Challenge 1 —
In the call-in report, what date did Kevin Grant give in one of his opening comments?

Quoted text —
The participants seemed slightly bored and somewhat defiant while law enforcement spoke but showed more interest during Stanford's talk. When Kevin Grant spoke, everyone listened. One of Grant's opening comments was, "Today is May 12, 2010. What if you came home and it was May 12, 2036?" The participants fell silent, with their eyes riveted to Grant; this was to happen many times during his speech.

Grant's most powerful tactic was a visual display. He reminded the offenders that probation is the first department notified if they commit a crime. He then asked the police officers, including Chief Stewart, to stand by Reed.

"These people will talk to this man here," he said, pointing at Rhyne, "and he will look at your file, too." The police and Reed then stood behind Rhyne. "Once they capture you, they can take your case to this man," he said, moving Rhyne and the others behind Creighton. "Consider this... when you enter court and see all these people against you, it's too late. The paperwork will say, 'United States vs. you'. It may not be you, but you might be guilty by association. Whatever sentence they hand down, you're going to do it."

"Hopefully, if you haven't stopped, you will now. I love you guys and hope it works out, said Grant, taking advantage of the participant's stunned silence. With that, Grant, law enforcement and the others left the room.

Youth Employment Coordinator Fabiola Camarillo introduced the various speakers from different organizations and services. Arthur Shanks spoke briefly about Cypress Mandela and its programs. Eddie Inamder from E-Waste spoke about the entrepreneurial opportunities available through his program. Intervention counselors Kristie Potter Adrian Valadez and Vy Ly offered their services to all of the participants with Potter explaining that those who have moved on successfully have done so because they have support.

Youth violence intervention and prevention staff members also offered their services to the participants. Many of the youth took advantage of this after the call-in ended, talking to the intervention staff.

Results will be discussed at the next youth violence intervention and prevention meeting. Staff is planning future meetings.

Challenge 2 —
Rewrite the entries in the stretch from the line containing "the orange body" through the line containing "x=133, y=224", replacing "drop" with "place" and leaving everything else the same.

Records shown —
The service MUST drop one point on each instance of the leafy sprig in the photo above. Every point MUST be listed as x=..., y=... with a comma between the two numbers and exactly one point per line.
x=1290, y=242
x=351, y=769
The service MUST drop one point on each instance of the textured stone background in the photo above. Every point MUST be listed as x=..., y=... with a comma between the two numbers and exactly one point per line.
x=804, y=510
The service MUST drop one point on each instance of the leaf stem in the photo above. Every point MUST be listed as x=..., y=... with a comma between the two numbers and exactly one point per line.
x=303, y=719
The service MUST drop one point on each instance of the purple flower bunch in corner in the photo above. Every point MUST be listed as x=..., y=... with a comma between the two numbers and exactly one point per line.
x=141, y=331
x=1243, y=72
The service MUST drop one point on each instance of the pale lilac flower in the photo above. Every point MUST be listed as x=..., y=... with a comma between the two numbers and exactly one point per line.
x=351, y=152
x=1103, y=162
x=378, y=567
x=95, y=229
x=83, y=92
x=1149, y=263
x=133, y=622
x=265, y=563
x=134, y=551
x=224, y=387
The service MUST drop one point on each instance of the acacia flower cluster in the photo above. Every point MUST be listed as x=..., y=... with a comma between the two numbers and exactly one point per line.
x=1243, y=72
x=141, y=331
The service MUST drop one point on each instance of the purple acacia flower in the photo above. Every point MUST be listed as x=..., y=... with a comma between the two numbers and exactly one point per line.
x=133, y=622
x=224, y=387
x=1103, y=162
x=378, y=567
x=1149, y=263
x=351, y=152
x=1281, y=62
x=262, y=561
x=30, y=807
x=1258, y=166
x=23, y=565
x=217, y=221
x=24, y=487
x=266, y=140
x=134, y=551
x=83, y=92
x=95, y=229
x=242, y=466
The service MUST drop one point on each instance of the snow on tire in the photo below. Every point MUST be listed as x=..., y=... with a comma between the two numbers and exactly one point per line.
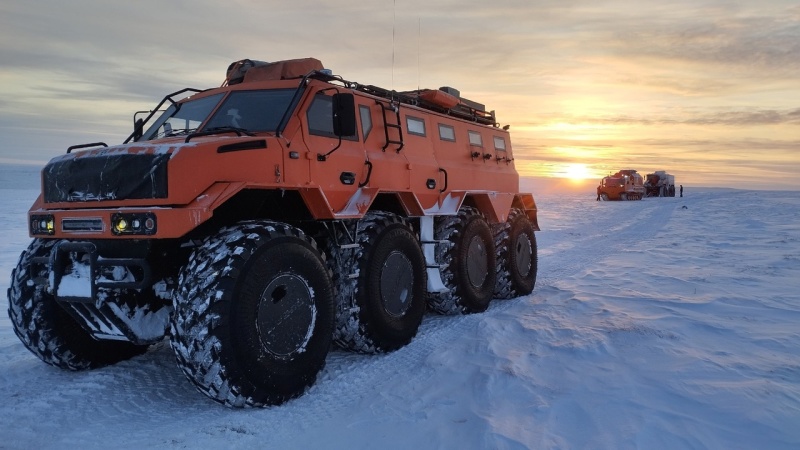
x=468, y=260
x=517, y=261
x=253, y=314
x=381, y=284
x=46, y=329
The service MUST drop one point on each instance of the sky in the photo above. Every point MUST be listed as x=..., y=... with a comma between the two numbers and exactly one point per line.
x=708, y=90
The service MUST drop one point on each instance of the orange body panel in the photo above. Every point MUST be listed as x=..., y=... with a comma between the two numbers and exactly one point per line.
x=443, y=162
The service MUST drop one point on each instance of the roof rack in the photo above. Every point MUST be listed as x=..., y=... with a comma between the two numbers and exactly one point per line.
x=464, y=109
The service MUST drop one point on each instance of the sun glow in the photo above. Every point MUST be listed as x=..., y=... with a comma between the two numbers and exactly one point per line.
x=577, y=172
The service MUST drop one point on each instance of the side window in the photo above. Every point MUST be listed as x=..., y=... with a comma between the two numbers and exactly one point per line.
x=415, y=126
x=475, y=139
x=447, y=133
x=366, y=120
x=320, y=117
x=499, y=144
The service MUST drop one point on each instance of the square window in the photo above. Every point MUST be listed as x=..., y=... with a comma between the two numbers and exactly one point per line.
x=475, y=139
x=366, y=120
x=447, y=133
x=415, y=126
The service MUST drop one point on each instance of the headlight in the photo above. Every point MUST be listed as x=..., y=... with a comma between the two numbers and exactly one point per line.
x=44, y=224
x=133, y=224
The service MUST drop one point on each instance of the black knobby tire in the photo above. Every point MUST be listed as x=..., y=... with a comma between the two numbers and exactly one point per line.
x=47, y=330
x=517, y=259
x=468, y=263
x=253, y=314
x=381, y=284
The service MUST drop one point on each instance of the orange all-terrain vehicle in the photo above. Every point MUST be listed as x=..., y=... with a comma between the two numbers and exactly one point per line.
x=626, y=184
x=258, y=222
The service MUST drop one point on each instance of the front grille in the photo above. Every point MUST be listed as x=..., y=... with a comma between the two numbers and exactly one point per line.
x=105, y=176
x=81, y=225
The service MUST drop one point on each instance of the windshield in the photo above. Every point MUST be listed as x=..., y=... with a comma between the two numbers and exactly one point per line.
x=252, y=110
x=182, y=118
x=255, y=111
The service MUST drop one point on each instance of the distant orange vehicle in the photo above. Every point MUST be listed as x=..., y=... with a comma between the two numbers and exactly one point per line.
x=260, y=221
x=626, y=184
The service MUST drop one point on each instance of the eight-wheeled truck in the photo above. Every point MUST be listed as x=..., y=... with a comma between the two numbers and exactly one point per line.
x=659, y=184
x=626, y=184
x=259, y=222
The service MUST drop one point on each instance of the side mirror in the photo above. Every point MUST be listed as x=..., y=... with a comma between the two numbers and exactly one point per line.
x=138, y=129
x=344, y=115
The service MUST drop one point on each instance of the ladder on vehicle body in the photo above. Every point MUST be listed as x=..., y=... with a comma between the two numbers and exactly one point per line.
x=386, y=125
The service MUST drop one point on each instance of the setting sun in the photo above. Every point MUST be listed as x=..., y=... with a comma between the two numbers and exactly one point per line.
x=577, y=172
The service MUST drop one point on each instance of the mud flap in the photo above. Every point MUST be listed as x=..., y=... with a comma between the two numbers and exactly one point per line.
x=435, y=283
x=97, y=311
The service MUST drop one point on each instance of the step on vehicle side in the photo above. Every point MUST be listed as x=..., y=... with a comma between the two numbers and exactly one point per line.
x=259, y=222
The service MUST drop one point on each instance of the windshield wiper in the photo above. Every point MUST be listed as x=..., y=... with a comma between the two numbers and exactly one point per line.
x=179, y=131
x=219, y=130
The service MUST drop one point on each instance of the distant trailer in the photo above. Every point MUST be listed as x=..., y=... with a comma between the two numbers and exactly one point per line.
x=626, y=184
x=659, y=184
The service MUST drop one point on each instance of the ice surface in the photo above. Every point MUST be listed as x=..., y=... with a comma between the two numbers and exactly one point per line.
x=651, y=326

Full output 1 —
May 12, 2010.

Full output 2 —
The service MUST place one point on each instance of the orange body panel in the photo above. Every point MUST be listed as x=..., y=... with a comma between the two numbers and exactly one point per line.
x=443, y=162
The service MUST place one point on each instance of the roof rack in the photo above. Every point MUST be listed as x=..., y=... with a comma between the two numbers and exactly one point per line.
x=464, y=109
The service MUST place one point on each instance of the sun glow in the photo above. Every point MUST be listed as x=..., y=... with a comma between the two numbers and exactly one point per line.
x=577, y=172
The service MUST place one point on each instance of the side window in the photo above. Every point MUST be listed as x=..., y=... with a comma between the two numbers and exactly one point per line.
x=415, y=126
x=475, y=139
x=447, y=133
x=366, y=120
x=320, y=117
x=499, y=144
The service MUST place one point on each instance of the square window in the photo above. Every point MUST be listed as x=..., y=... with a comma between the two numbers and exactly one point per line.
x=475, y=139
x=366, y=120
x=447, y=133
x=415, y=126
The service MUST place one point on each instance of the headlight in the photo above. Every point MUST be listed as x=..., y=... with a comma between the two numbers and exactly one point per line.
x=44, y=224
x=133, y=224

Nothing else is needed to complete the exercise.